> [Exercise directions] Lines from the one containing "Annotate each instance of the red" to the end of the entries below must be reproduced exactly, with both end lines kept and no other line added.

(Record excerpts begins)

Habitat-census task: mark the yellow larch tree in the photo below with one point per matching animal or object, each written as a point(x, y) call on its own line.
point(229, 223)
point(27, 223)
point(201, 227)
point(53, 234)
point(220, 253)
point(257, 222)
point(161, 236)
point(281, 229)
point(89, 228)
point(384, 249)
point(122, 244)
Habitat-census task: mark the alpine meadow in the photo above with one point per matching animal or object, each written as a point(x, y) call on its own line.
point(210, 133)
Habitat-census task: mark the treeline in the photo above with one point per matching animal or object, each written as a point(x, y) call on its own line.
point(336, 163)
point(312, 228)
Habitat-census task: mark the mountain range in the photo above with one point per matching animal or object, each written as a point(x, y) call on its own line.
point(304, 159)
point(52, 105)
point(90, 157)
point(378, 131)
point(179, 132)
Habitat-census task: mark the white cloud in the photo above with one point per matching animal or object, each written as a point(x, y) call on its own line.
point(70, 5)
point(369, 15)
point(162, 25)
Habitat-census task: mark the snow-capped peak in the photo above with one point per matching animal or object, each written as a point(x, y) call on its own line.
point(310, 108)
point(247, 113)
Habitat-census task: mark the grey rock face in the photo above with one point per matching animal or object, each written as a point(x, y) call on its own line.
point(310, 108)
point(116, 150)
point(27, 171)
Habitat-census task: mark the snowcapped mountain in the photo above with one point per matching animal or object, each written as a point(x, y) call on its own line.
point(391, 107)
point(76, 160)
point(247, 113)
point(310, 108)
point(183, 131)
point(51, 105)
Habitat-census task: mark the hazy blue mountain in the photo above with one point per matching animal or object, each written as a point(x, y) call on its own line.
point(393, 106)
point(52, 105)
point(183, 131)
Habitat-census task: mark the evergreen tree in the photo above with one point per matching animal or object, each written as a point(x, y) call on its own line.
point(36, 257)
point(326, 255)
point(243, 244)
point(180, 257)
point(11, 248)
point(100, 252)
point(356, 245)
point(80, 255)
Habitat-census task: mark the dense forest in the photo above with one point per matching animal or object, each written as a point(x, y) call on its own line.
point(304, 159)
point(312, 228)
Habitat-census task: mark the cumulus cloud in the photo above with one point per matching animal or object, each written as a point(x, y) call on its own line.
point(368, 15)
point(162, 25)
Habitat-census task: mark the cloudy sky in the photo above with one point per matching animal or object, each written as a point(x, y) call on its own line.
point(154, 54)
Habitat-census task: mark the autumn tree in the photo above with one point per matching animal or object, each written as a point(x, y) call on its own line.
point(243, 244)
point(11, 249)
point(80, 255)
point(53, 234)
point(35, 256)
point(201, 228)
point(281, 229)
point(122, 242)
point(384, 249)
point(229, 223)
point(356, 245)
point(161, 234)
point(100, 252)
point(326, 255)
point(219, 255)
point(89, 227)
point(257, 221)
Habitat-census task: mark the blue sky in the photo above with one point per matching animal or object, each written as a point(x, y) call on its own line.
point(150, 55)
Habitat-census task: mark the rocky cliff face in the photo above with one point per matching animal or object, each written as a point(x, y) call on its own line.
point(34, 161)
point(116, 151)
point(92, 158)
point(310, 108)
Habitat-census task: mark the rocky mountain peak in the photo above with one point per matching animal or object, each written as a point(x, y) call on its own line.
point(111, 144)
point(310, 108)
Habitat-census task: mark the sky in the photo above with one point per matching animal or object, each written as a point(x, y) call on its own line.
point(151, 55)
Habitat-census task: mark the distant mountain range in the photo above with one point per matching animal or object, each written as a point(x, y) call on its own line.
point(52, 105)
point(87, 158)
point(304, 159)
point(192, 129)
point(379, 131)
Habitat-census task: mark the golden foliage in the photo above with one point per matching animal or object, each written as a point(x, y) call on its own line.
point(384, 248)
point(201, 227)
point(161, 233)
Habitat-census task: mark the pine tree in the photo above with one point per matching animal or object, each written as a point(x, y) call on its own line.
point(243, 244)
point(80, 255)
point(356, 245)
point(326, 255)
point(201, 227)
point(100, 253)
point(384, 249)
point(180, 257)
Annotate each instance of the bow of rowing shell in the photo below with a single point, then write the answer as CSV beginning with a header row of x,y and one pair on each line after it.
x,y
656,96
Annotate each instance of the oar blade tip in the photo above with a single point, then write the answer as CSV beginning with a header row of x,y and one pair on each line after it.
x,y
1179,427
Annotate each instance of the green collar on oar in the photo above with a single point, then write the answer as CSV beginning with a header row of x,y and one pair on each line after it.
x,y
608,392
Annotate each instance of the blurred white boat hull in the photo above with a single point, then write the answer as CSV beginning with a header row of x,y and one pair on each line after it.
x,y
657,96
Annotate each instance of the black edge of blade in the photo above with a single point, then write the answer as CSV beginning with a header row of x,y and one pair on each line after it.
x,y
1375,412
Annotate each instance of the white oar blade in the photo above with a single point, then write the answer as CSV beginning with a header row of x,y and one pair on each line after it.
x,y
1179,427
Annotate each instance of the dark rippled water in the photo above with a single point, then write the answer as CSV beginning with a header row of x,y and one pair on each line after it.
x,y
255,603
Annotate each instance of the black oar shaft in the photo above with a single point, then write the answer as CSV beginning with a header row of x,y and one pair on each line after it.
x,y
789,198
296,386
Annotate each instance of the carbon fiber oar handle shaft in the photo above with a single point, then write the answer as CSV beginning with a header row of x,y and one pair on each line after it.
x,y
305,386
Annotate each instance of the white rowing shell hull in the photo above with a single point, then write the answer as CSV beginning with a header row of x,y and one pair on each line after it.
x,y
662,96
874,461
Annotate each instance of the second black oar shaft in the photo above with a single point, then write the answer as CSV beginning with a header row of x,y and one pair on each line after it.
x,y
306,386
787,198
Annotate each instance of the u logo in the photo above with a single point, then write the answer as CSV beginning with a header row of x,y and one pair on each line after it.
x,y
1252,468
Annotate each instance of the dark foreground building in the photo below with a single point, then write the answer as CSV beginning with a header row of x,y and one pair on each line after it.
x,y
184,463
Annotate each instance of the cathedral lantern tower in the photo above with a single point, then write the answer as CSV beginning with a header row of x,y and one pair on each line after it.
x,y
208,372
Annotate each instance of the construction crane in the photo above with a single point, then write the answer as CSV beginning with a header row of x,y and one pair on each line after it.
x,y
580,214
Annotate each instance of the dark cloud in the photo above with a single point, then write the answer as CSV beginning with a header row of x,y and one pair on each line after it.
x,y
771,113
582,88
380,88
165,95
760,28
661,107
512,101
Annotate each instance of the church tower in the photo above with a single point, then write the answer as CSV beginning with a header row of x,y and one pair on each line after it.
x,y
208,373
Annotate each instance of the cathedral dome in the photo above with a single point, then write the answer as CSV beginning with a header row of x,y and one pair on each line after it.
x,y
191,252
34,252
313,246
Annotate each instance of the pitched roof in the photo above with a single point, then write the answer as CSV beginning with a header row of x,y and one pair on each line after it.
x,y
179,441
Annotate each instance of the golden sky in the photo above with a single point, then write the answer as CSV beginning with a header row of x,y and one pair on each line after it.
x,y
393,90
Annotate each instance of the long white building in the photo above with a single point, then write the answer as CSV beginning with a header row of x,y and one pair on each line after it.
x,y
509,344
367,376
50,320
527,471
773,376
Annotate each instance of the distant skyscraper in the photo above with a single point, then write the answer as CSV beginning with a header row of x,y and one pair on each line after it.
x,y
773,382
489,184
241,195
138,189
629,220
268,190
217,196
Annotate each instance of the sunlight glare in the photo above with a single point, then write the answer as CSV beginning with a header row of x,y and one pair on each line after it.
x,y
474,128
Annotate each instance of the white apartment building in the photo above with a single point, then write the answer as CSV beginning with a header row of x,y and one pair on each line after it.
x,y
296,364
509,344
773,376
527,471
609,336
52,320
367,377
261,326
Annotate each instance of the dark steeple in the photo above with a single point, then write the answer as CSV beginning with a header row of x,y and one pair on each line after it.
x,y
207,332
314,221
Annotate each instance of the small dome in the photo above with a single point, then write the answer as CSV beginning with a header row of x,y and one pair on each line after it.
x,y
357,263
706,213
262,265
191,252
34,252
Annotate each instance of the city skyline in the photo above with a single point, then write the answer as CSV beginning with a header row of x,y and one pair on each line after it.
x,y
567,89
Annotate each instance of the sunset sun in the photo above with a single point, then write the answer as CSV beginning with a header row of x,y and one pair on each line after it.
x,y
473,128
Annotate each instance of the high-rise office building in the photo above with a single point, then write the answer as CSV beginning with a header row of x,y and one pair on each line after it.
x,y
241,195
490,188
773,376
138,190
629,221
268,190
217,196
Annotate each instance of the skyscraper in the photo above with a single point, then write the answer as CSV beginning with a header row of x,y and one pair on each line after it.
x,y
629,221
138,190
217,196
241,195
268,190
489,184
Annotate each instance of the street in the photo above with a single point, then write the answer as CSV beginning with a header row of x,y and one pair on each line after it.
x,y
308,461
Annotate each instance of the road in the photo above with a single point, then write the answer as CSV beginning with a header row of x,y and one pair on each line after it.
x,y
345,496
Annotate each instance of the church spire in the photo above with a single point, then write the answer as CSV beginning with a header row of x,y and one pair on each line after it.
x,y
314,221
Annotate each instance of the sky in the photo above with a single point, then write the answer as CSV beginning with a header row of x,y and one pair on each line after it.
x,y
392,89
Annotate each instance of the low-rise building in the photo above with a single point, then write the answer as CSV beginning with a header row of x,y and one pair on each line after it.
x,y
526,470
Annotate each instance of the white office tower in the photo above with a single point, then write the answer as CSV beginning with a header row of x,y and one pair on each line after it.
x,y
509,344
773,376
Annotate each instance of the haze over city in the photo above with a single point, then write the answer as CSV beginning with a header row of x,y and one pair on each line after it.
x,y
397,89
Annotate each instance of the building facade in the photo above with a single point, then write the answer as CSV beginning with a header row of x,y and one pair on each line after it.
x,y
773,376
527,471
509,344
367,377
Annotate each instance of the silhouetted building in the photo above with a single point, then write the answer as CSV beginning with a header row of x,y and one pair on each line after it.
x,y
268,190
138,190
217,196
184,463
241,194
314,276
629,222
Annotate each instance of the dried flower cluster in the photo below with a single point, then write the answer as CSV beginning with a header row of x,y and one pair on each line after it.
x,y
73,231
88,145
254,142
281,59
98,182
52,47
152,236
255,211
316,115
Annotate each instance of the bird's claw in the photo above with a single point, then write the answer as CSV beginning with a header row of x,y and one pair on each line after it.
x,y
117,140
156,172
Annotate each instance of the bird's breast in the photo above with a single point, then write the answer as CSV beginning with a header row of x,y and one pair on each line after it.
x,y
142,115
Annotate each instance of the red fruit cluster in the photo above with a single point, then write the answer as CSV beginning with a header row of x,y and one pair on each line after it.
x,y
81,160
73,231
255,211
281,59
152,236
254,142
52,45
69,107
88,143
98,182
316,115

(Record excerpts ends)

> [Written solution]
Annotate each instance of the red fruit cluster in the photo above with a single point, then write the answer as CSV beginning with a header row of x,y and one pair on each line after it.
x,y
81,160
73,231
255,211
281,59
152,236
254,142
52,45
69,107
88,143
98,182
316,115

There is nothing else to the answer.